What you have to do: Lines with the word "scooter" are the ones wanted. Copy each of them from the entries below.
★ ★ ★
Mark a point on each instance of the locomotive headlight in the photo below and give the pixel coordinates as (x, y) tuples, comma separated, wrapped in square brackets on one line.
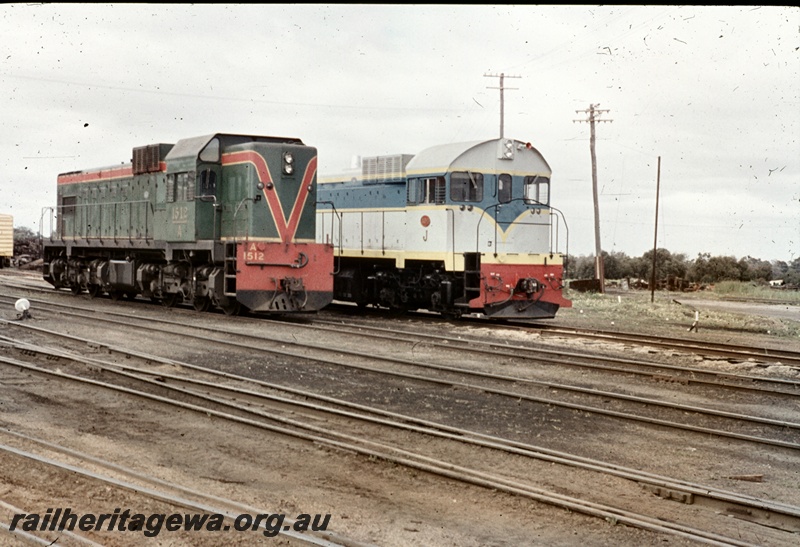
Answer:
[(288, 163)]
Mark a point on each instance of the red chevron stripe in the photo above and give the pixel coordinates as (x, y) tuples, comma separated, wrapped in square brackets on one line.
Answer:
[(286, 228)]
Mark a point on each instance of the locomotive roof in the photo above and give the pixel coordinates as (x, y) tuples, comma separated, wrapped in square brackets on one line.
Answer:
[(484, 156), (191, 147)]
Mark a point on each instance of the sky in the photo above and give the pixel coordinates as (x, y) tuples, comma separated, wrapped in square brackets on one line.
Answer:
[(712, 92)]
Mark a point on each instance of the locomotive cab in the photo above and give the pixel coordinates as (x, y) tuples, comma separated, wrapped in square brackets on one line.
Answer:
[(458, 228)]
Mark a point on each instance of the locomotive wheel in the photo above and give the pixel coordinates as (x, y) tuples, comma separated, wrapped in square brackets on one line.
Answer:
[(201, 303)]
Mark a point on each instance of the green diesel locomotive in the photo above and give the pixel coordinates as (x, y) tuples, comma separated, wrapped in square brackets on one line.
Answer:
[(223, 220)]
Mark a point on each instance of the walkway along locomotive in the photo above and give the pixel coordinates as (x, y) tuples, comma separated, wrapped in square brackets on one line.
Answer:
[(220, 220), (458, 228)]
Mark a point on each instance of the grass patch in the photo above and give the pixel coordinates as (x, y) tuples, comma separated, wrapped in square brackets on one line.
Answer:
[(757, 292), (634, 312)]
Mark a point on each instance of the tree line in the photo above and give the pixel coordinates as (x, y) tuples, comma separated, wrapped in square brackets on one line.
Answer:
[(702, 269)]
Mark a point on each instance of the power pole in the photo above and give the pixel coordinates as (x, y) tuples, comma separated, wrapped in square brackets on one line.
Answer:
[(655, 236), (598, 257), (501, 88)]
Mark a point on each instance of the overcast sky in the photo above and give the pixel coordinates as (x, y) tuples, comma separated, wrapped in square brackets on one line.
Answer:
[(713, 91)]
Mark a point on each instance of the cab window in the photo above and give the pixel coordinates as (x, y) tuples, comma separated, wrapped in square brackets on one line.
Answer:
[(537, 190), (466, 186), (504, 188)]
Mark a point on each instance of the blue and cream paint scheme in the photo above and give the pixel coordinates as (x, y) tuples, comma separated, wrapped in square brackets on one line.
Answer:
[(449, 204)]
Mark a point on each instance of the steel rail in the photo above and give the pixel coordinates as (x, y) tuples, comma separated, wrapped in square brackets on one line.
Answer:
[(432, 465)]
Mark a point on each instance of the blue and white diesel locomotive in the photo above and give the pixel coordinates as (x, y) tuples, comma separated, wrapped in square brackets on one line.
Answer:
[(458, 228)]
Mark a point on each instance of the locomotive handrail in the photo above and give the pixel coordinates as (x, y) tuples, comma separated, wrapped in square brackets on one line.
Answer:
[(235, 228), (335, 214), (81, 227), (213, 199)]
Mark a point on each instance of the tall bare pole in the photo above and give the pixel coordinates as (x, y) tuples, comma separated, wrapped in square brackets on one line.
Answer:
[(655, 237), (598, 257), (502, 77)]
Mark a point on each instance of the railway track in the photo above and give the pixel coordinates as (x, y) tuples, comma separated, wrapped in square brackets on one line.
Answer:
[(784, 517), (431, 352), (128, 323), (610, 404)]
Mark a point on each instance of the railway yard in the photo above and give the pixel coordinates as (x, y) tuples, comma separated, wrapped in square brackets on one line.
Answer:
[(401, 430)]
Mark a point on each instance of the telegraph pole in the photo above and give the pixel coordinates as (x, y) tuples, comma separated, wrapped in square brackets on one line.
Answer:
[(598, 257), (655, 236), (502, 77)]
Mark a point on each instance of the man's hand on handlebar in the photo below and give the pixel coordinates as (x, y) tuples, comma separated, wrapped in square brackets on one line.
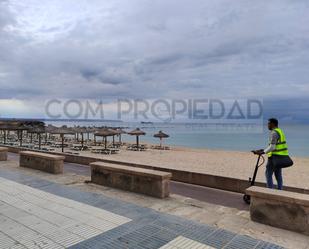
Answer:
[(258, 152)]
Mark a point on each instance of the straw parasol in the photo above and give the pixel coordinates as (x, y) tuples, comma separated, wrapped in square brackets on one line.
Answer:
[(137, 132), (105, 132), (161, 135), (4, 127), (82, 131), (62, 131), (39, 131), (119, 133)]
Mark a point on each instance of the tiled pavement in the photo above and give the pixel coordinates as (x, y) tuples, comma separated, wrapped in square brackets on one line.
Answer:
[(36, 213)]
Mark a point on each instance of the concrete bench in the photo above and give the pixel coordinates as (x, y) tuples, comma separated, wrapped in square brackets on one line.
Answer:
[(41, 161), (145, 181), (3, 154), (283, 209)]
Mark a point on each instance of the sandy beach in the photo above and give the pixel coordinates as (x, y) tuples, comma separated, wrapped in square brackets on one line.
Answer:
[(233, 164)]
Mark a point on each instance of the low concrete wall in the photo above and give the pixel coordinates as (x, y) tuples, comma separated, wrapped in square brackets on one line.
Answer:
[(3, 153), (41, 161), (207, 180), (281, 209), (149, 182)]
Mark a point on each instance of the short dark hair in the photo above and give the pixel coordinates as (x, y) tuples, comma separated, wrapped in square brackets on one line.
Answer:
[(273, 121)]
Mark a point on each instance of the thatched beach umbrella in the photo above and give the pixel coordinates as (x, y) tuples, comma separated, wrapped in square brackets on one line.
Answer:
[(119, 133), (82, 131), (4, 128), (137, 132), (39, 131), (63, 131), (105, 132), (20, 129), (161, 135)]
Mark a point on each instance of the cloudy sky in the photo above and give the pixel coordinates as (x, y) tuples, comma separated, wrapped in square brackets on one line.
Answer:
[(105, 50)]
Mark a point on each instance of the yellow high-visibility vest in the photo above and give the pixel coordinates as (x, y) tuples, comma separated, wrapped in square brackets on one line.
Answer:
[(281, 145)]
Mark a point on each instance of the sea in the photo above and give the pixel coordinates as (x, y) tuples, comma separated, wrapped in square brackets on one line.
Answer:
[(218, 137)]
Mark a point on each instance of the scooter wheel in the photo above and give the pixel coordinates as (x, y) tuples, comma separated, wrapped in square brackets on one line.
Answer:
[(247, 199)]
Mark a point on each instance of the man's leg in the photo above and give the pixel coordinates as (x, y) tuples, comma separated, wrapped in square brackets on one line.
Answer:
[(269, 174), (278, 175)]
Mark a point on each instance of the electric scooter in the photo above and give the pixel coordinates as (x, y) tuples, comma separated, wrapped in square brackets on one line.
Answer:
[(246, 197)]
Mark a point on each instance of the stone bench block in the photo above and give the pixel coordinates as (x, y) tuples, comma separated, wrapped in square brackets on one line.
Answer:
[(145, 181), (3, 154), (283, 209)]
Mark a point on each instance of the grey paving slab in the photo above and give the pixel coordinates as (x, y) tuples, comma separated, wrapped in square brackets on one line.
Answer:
[(147, 228)]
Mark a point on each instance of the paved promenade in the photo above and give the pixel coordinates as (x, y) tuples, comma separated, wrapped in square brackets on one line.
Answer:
[(36, 213)]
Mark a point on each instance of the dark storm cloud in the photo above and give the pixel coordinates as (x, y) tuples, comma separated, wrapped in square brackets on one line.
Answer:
[(110, 49)]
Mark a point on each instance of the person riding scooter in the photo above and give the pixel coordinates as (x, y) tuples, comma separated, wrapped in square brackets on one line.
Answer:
[(278, 155)]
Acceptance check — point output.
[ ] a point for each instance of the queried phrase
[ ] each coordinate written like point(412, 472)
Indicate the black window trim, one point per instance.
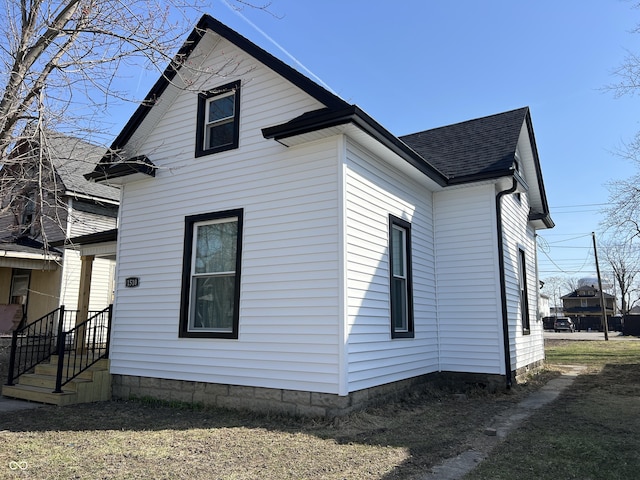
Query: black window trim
point(202, 107)
point(185, 296)
point(523, 292)
point(396, 221)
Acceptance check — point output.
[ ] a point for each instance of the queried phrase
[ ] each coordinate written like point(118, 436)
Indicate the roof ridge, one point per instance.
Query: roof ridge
point(486, 117)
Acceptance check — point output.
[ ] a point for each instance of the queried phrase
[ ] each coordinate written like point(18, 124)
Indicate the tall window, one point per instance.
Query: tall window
point(400, 277)
point(218, 120)
point(211, 275)
point(524, 297)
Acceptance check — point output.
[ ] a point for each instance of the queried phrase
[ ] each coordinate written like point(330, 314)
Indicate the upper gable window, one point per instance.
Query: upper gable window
point(218, 119)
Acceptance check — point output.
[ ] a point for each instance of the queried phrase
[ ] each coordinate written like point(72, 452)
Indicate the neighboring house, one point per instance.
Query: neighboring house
point(544, 306)
point(32, 272)
point(285, 251)
point(585, 306)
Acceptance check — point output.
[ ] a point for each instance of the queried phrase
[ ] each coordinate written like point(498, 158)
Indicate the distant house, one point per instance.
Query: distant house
point(280, 249)
point(32, 272)
point(585, 306)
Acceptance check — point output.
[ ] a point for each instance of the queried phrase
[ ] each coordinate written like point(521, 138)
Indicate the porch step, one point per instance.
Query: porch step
point(39, 394)
point(92, 385)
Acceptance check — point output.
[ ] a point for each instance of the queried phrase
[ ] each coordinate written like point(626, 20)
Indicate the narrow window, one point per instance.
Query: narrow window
point(401, 283)
point(211, 275)
point(524, 297)
point(218, 120)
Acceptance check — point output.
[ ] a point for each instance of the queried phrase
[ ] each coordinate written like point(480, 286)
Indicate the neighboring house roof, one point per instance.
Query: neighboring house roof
point(90, 238)
point(596, 295)
point(73, 158)
point(26, 247)
point(470, 151)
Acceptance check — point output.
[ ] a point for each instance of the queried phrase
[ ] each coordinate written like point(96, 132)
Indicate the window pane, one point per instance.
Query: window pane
point(397, 246)
point(212, 303)
point(399, 305)
point(219, 134)
point(220, 108)
point(216, 247)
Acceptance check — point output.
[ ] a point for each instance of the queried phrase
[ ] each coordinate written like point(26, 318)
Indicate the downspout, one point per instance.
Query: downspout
point(503, 285)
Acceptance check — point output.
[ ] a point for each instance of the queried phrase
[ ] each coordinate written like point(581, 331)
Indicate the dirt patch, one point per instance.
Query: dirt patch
point(399, 440)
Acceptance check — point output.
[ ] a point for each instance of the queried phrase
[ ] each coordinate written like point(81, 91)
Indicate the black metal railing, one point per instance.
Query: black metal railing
point(77, 346)
point(82, 346)
point(34, 343)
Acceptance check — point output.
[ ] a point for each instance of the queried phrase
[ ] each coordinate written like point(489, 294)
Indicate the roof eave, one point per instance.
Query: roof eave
point(327, 118)
point(137, 168)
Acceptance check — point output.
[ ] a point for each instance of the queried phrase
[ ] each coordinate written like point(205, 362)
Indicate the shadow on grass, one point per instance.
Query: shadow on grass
point(396, 440)
point(591, 431)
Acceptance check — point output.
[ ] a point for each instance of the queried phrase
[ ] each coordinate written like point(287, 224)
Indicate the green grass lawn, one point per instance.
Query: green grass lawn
point(592, 431)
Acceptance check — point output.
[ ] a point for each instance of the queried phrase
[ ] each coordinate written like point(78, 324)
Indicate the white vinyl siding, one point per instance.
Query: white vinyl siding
point(288, 326)
point(525, 349)
point(102, 282)
point(373, 191)
point(469, 311)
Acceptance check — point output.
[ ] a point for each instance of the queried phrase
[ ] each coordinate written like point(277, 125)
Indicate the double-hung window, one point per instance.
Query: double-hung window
point(524, 295)
point(400, 277)
point(211, 275)
point(218, 120)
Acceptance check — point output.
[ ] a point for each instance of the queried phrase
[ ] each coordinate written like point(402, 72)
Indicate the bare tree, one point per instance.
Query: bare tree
point(624, 260)
point(553, 288)
point(622, 216)
point(61, 66)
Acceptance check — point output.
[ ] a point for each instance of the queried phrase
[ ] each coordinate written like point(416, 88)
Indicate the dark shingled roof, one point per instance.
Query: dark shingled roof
point(72, 158)
point(480, 148)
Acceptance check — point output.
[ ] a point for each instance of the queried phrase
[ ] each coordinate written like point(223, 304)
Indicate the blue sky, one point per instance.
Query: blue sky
point(419, 64)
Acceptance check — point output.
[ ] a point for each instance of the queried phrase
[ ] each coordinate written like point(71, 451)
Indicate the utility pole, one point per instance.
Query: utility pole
point(605, 325)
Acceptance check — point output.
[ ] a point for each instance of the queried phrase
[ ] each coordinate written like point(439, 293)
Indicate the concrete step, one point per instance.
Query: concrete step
point(51, 368)
point(49, 381)
point(39, 394)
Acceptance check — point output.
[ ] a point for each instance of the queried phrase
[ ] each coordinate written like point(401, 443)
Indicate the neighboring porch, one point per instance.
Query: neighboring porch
point(58, 361)
point(62, 357)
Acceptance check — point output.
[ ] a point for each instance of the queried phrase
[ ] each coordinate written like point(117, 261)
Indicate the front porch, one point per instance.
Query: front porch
point(52, 362)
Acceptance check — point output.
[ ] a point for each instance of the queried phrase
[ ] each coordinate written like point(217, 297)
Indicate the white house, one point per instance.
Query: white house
point(280, 249)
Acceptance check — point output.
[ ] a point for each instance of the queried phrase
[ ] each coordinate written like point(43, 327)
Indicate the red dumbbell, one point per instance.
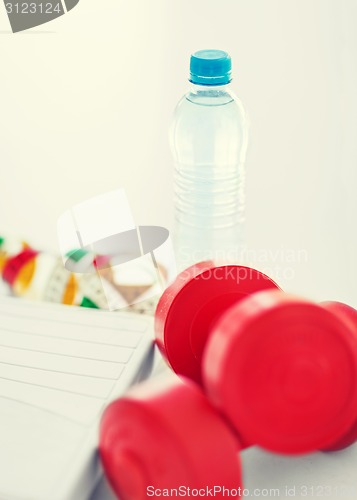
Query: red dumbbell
point(190, 306)
point(283, 370)
point(167, 436)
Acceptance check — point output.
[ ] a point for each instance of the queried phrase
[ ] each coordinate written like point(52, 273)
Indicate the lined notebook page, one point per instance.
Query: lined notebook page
point(64, 361)
point(59, 368)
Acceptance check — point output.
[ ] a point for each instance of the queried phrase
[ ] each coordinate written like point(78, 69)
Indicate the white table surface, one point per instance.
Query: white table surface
point(320, 475)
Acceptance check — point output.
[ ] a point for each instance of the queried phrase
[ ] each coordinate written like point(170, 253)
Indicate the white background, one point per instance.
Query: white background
point(86, 101)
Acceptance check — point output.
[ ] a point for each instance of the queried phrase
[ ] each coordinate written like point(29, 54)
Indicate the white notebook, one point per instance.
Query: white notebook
point(59, 368)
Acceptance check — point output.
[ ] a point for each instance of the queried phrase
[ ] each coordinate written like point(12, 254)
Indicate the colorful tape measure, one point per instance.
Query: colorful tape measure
point(37, 275)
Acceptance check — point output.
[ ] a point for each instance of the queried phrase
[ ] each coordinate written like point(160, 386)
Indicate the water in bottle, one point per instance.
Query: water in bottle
point(208, 142)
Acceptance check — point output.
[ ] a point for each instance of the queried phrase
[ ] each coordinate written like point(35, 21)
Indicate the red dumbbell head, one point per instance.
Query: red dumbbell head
point(349, 315)
point(166, 436)
point(284, 371)
point(188, 309)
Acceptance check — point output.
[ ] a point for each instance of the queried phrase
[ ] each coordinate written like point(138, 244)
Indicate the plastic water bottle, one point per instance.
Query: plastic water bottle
point(208, 142)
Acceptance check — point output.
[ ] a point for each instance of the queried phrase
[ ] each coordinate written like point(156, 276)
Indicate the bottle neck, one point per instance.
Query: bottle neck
point(210, 95)
point(210, 89)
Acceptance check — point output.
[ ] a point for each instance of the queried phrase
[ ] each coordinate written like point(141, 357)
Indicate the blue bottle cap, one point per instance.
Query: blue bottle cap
point(210, 67)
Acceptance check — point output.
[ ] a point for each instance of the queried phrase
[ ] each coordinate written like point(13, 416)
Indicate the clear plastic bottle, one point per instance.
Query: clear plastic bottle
point(208, 143)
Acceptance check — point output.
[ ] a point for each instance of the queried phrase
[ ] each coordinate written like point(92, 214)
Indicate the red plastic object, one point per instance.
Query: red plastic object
point(189, 308)
point(284, 371)
point(14, 265)
point(167, 436)
point(348, 314)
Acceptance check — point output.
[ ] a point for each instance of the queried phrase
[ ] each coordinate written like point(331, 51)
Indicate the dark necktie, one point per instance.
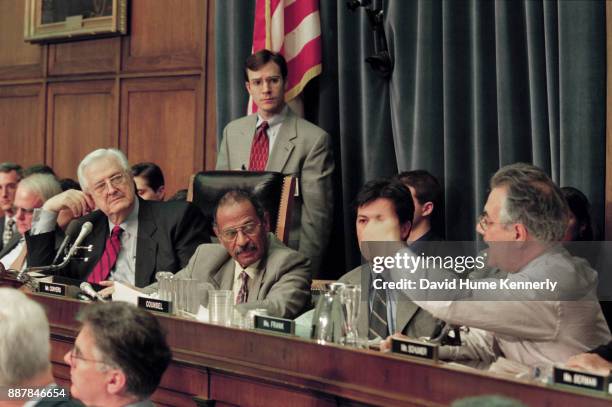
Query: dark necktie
point(243, 294)
point(378, 317)
point(109, 257)
point(8, 231)
point(260, 149)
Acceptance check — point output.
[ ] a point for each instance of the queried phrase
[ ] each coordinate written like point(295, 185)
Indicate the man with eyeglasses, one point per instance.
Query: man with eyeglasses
point(523, 222)
point(276, 139)
point(32, 192)
point(251, 261)
point(119, 356)
point(131, 238)
point(10, 174)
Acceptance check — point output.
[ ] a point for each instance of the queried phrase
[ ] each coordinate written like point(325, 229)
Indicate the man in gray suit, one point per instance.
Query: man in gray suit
point(259, 268)
point(385, 208)
point(32, 192)
point(275, 139)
★ ★ ★
Solution for this problem:
Mark a point on each instance of the scooter wheel in the photo above and give the pixel coordinates as (x, y) tuples, comma separated, wrapped in square brackets on one line.
Mark a point on each instance of the electric scooter in the photo above and give the pixel coordinates as (x, y) tuples, comma separated, wrapped in square brackets on one line.
Mark a point on each instance of the person riding scooter in the photo above and give the pixel coordinates as (x, y) tuples, comma separated, wrapped in square brackets on one line.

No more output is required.